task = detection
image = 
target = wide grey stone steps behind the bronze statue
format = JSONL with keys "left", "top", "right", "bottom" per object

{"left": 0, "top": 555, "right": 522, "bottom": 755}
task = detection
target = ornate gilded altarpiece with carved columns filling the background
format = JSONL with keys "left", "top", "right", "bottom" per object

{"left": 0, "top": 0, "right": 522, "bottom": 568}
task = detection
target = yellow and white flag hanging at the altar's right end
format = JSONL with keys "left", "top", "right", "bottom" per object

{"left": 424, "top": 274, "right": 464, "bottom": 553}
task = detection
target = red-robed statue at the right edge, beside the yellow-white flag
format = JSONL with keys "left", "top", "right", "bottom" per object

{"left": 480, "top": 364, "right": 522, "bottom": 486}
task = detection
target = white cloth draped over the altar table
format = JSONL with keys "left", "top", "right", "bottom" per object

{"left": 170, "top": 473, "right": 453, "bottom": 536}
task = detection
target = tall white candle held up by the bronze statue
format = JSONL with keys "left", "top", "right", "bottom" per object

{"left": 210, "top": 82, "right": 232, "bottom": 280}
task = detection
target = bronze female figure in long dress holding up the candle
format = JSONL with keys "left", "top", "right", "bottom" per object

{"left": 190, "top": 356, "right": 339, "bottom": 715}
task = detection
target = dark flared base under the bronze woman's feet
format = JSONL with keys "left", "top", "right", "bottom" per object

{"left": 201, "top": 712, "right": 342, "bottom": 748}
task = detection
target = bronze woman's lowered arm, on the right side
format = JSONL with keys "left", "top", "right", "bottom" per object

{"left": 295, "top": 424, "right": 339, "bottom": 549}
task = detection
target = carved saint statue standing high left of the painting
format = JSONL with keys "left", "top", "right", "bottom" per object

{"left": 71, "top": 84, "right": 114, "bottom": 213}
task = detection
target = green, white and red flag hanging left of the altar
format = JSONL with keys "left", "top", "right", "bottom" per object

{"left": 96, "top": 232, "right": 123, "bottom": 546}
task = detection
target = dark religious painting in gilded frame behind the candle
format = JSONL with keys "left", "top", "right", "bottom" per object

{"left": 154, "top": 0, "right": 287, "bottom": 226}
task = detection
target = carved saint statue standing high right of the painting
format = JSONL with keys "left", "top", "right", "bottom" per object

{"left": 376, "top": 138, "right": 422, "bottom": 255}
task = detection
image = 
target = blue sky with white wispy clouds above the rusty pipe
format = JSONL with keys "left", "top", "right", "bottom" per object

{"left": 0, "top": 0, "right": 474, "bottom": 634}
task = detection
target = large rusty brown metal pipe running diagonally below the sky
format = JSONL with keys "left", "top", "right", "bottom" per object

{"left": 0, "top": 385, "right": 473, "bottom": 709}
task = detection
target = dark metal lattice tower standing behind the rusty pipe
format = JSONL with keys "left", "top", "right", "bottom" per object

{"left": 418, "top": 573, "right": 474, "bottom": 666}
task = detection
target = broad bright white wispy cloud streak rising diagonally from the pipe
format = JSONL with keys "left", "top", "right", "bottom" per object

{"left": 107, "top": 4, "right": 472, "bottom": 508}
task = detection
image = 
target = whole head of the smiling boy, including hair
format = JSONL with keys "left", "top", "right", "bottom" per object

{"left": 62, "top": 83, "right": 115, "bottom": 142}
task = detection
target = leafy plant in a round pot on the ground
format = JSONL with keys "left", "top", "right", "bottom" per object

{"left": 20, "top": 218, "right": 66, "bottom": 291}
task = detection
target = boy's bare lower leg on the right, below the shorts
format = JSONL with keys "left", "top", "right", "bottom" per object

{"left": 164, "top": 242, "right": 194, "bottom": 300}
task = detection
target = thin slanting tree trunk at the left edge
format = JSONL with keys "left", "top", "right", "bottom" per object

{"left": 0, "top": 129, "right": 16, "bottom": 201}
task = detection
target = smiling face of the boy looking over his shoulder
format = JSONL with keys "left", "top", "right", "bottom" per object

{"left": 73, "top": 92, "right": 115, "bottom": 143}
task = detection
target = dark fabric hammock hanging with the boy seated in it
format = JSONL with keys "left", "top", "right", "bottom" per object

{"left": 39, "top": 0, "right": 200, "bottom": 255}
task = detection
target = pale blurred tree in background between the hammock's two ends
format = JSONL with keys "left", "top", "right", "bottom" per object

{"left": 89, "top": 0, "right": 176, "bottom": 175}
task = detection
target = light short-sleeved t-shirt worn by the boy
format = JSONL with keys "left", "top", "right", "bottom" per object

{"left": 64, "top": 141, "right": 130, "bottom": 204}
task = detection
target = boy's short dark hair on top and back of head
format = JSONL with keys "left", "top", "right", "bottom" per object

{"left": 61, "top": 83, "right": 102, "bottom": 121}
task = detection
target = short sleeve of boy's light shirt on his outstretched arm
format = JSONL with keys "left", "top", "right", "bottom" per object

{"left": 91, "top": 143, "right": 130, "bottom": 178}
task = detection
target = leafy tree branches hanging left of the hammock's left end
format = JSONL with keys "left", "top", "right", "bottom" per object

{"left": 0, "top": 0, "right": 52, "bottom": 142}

--

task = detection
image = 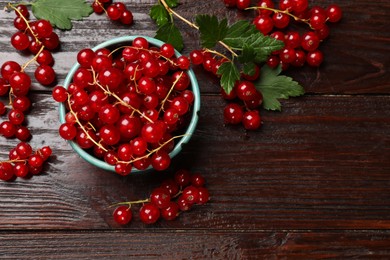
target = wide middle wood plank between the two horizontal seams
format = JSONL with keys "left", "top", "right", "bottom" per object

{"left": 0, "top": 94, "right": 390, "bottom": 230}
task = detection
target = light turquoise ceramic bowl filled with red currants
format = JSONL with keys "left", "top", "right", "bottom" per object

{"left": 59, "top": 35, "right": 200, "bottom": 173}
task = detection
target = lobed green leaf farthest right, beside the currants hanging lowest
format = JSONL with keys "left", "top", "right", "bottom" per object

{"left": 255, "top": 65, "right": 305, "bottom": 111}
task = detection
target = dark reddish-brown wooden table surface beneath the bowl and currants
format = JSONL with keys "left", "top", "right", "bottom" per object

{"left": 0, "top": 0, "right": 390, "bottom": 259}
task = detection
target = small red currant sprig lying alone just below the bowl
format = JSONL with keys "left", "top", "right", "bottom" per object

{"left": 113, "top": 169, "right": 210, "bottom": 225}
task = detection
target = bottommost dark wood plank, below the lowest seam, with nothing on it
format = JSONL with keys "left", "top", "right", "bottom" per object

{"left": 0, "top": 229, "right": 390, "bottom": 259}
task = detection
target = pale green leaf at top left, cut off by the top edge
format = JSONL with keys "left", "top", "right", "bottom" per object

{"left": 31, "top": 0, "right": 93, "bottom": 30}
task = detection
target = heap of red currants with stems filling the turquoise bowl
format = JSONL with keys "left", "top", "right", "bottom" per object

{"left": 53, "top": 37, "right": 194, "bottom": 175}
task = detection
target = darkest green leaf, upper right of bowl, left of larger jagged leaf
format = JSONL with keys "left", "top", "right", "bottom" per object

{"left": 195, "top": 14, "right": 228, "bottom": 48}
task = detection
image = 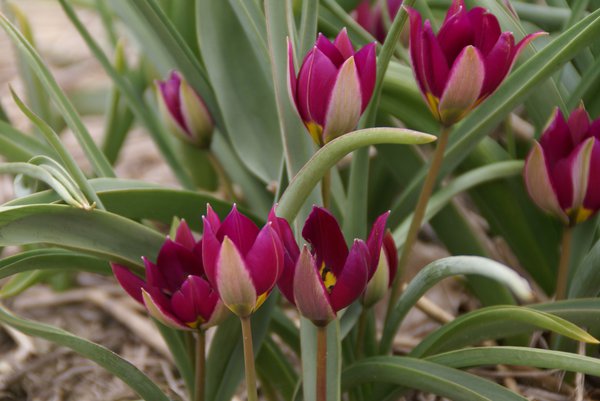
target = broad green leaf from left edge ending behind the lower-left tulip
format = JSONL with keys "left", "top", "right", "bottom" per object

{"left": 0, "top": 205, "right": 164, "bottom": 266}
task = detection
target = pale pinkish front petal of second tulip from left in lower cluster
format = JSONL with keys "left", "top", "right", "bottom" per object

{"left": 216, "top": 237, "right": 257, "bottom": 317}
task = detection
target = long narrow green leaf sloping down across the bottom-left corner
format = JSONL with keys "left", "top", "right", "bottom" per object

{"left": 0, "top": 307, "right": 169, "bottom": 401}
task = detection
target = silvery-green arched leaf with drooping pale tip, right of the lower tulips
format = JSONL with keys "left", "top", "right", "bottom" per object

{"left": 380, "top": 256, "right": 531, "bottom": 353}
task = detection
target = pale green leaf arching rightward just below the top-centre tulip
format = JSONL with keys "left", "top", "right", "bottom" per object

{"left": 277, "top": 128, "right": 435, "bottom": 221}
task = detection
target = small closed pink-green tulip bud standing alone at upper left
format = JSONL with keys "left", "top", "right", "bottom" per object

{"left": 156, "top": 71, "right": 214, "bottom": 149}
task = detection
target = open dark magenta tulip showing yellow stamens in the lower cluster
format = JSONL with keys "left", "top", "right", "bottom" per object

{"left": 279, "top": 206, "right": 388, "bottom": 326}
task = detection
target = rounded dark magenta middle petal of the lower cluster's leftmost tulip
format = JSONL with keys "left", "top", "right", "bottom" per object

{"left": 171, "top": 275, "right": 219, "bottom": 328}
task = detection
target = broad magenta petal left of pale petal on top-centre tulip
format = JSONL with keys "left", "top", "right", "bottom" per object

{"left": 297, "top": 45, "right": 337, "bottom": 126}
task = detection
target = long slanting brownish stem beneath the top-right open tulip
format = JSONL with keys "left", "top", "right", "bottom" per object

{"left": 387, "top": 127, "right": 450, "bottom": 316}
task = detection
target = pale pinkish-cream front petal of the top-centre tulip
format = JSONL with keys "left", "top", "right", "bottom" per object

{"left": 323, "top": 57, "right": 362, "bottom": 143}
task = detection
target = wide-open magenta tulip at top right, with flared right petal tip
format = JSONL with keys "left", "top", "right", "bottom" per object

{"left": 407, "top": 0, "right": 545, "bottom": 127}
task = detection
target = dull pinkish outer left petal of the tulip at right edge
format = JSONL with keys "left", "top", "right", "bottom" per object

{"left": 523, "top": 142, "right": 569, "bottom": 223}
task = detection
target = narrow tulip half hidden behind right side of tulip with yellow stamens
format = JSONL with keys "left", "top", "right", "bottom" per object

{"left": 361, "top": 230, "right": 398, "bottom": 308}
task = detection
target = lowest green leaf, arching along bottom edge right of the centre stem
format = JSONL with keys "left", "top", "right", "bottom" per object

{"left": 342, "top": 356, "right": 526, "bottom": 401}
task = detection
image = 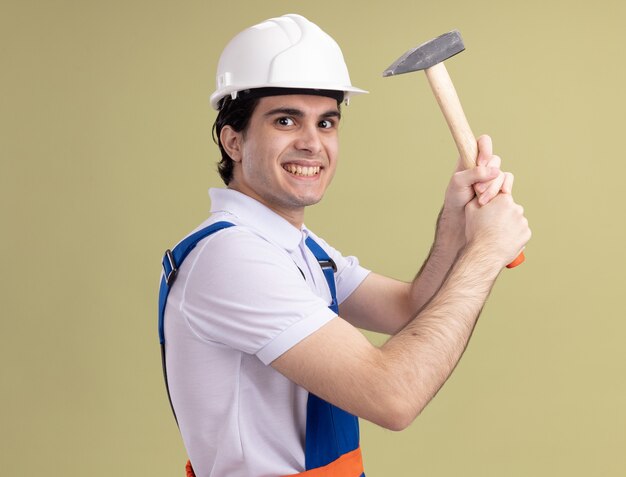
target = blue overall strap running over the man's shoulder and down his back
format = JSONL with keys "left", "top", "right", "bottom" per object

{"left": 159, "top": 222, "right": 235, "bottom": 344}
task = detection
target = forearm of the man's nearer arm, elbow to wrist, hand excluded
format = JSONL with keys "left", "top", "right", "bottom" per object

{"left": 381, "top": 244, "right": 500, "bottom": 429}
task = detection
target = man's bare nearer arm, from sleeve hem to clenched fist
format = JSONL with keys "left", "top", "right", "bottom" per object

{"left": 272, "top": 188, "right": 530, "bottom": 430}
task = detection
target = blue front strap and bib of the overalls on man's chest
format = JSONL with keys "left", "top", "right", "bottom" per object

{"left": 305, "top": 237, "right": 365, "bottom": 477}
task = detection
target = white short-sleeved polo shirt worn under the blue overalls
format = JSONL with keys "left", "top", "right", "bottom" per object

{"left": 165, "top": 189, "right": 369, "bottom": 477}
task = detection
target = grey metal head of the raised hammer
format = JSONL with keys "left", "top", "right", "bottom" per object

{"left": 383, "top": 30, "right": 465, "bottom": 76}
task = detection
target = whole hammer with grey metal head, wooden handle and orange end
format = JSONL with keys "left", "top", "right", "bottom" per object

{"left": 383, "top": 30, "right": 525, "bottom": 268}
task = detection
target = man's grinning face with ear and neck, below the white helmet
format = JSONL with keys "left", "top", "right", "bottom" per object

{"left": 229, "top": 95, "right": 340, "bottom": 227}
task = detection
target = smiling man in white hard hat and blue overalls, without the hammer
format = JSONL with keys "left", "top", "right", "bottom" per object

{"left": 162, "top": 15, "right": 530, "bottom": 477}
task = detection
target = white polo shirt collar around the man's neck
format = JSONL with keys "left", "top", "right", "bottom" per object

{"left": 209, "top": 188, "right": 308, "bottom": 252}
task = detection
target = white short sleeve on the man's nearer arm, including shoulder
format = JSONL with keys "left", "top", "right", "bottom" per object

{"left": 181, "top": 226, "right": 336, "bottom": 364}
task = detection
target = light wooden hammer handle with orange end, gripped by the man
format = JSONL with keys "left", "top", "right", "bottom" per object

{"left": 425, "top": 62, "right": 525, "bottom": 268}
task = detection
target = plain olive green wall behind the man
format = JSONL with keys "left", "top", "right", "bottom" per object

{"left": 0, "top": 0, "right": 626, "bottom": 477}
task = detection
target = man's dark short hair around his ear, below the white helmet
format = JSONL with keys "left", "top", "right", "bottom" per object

Your objective:
All that should be written out is the stretch of lines above between the one holding "target = lobed" and the one holding "target = small red", inclusive, exactly as given.

Result of the task:
target = lobed green leaf farthest right, beside the currants hanging lowest
format = JSONL with keys "left", "top", "right", "bottom" per object

{"left": 255, "top": 65, "right": 305, "bottom": 111}
task = detection
target = dark reddish-brown wooden table surface beneath the bowl and currants
format = JSONL with keys "left", "top", "right", "bottom" per object

{"left": 0, "top": 0, "right": 390, "bottom": 259}
task = detection
target = small red currant sprig lying alone just below the bowl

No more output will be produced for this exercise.